Fermez les yeux et imaginez ce projet avec 10 000 jeunes
mobilisés chaque année en France. Ca déménage,
non ?"
Considérez-vous que vous avez fait,
ou faites encore, des « sacrifices » personnels
(temps personnel/vie privée, salaire, etc.) pour
ce métier/emploi ?
"J’ai laissé
de côté une partie de mon salaire, mais
ce n’est pas un sacrifice. Il s’agit d’un
choix de vie. Il faut sortir des grilles de salaires
de tel ami de promo qui gagne tant. Ce microcosme rend
aveugle. Pour autant, le secteur associatif a besoin
de compétences et de convictions (les deux sont
essentielles). Cela suppose des niveaux de salaire adaptés."
Compte-tenu de votre expérience, quels
conseils et/ messages d’encouragement donneriez-vous
à un jeune diplômé (ou à
un ami en voie de reconversion professionnelle) souhaitant
trouver un métier/emploi en phase avec ses valeurs
et engagements personnels ?
"1/ Prends ton temps, tu
as le temps ;
2/ Il n’est jamais trop tard ;
3/ Rencontre du monde ;
4/ Ecoute ton désir et suis-le ;
5/ Ne te décourage jamais, recommence."

» **Travail demandé**
(1) Réécrivez le passage de l'entretien allant de « Compte-tenu de votre » jusqu'à « engagements personnels ? » inclus, en remplaçant « jeune diplômé » par « étudiant ».
(2) Répondez aux questions suivantes à partir de l'entretien :
(a) Combien de jeunes mobilisés chaque année en France le lecteur est-il invité à imaginer ?
(b) De quoi la personne interrogée dit-elle avoir laissé de côté une partie ?
(c) De quelles deux choses le secteur associatif a-t-il besoin ?
(3) Dressez la liste de tous les conseils numérotés que donne l'entretien.
Le listing qui suit n'a aucun lien avec l'entretien.

» **Extrait du listing**
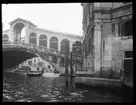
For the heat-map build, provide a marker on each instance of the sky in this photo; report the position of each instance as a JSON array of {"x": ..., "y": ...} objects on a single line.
[{"x": 59, "y": 17}]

» **Réponses**
(1)
Compte-tenu de votre expérience, quels
conseils et/ messages d’encouragement donneriez-vous
à un étudiant (ou à
un ami en voie de reconversion professionnelle) souhaitant
trouver un métier/emploi en phase avec ses valeurs
et engagements personnels ?

(2)
(a) 10 000 jeunes.
(b) De son salaire.
(c) De compétences et de convictions.

(3)
1/ Prends ton temps, tu as le temps
2/ Il n'est jamais trop tard
3/ Rencontre du monde
4/ Ecoute ton désir et suis-le
5/ Ne te décourage jamais, recommence